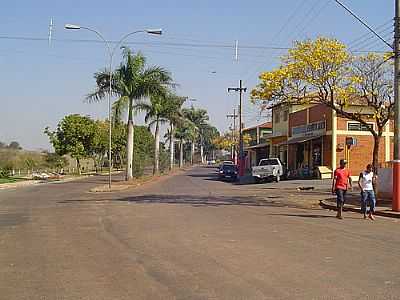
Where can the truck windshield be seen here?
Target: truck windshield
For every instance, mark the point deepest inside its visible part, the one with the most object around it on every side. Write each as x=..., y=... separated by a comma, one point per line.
x=269, y=162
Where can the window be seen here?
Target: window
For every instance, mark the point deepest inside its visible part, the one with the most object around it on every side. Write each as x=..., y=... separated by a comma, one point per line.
x=269, y=162
x=277, y=116
x=285, y=115
x=355, y=126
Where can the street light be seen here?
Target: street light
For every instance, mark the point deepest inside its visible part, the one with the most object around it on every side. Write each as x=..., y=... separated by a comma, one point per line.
x=111, y=52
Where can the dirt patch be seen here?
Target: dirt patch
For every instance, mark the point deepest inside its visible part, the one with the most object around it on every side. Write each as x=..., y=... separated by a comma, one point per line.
x=124, y=185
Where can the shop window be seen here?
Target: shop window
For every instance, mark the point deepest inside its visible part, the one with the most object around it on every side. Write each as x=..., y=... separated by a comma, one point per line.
x=285, y=115
x=355, y=126
x=277, y=117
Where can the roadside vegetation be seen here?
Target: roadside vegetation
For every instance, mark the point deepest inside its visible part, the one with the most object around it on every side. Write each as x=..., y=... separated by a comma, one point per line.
x=138, y=88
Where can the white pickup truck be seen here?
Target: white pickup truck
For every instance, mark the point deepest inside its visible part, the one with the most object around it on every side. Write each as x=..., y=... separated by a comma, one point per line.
x=269, y=168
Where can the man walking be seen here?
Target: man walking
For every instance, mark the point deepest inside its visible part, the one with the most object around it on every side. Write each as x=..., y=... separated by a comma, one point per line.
x=341, y=182
x=366, y=183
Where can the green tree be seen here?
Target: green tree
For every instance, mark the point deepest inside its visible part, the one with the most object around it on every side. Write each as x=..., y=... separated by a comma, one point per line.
x=199, y=118
x=53, y=160
x=144, y=149
x=209, y=133
x=74, y=136
x=175, y=117
x=133, y=80
x=14, y=145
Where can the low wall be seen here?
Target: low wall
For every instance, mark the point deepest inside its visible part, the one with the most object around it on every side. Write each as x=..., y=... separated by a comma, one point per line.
x=385, y=183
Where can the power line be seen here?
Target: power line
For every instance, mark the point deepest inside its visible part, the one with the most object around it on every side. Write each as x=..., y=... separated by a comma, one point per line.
x=371, y=37
x=362, y=22
x=350, y=44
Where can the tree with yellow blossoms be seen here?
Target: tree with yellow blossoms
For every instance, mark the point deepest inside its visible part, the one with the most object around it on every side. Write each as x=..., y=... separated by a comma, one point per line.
x=323, y=71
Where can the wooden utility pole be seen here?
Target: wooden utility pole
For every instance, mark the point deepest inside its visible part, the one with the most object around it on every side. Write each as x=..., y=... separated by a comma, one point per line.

**REQUIRED TASK:**
Swap "visible part" for "visible area" everywhere in the listing above and reproduce it with nothing else changed. Omit the pictures from your answer.

**THE RESULT:**
Where can the truck windshield be seen here?
Target: truck windshield
For every instance, mark the point deepest inside its visible area, the one with the most object around it on every side. Write each as x=..., y=... separated by a comma, one point per line.
x=269, y=162
Where can the window be seen here?
Target: window
For every instance, mark the point deepest inside its visible area, the one with the most object around it on every side. Write each as x=..., y=... separated by a comma, one point per line.
x=269, y=162
x=277, y=116
x=285, y=115
x=355, y=126
Where can the street light be seen here?
Target: street light
For every instance, mark the point deepest inside its visible area, the one with the most object around it on every side. Write each as x=..., y=... separated by a comma, one point per line.
x=111, y=52
Where can the dirt patch be seen here?
Target: dirt patch
For every instance, mark the point deepest inside its visible area, the one with the most object around it on every side. Write each as x=..., y=... separated by a comma, one point per line.
x=124, y=185
Where can the shop window be seen here?
Target: shop window
For every instance, mark the point deepest inside its visible area, the one with the most object around it on every side. Write each as x=..., y=... separated by a comma, one point per line.
x=285, y=115
x=355, y=126
x=277, y=117
Where can the roadside vegetation be seen here?
Target: roadside vegetation
For every instance, mark the point deepest inside its visible area, the one with the most object around it on every side. Write each as x=..., y=... separated by a comma, one point per line.
x=138, y=88
Where can the white pickup truck be seen here?
Target: white pickup truck
For every instance, mark the point deepest inside its visible area, the one with the most object around it on every side. Write each as x=..., y=... separated by a comma, one point per line.
x=269, y=168
Where can the man walking be seen here?
Target: man walking
For every instance, mark the point deepest inside its visible area, the one with the most object around it on every side. Write each as x=..., y=... separated by a comma, one point per line.
x=341, y=182
x=366, y=183
Where can the green tree be seen here?
Target: green tree
For every instance, mark the point deepest inside its visible area, the one with the most object around it on every side. Write each as x=..., y=... separated by a comma, one point per line.
x=199, y=118
x=53, y=160
x=144, y=149
x=209, y=133
x=74, y=136
x=175, y=117
x=133, y=80
x=14, y=145
Where can the low wall be seen here?
Target: low wall
For every instance, mark the point deepest inside its visible area, the one with the most object around it on every side. Write each as x=..., y=... separated by a comma, one point per line.
x=385, y=183
Where can the power line be seen here?
Target: power line
For every instance, mark the point deepest inside its visible area, the one with the most object around it on every side. Write each as x=..., y=... separated by a comma, one point per line.
x=371, y=37
x=362, y=22
x=350, y=44
Where can the tree with yellow blossoms be seen here?
Target: tree with yellow blossoms
For every instance, mark the point deepest inside its visible area, the one with the most object around it on every side. Write each as x=..., y=... separated by a comma, one point per line.
x=323, y=71
Where can the wooden utility pole be seen here?
Target: wooden utility pole
For every instance, mark the point deepest inside its visible area, the one with the most object around it on every side. Write each as x=..., y=... separated by a comma, one point per line.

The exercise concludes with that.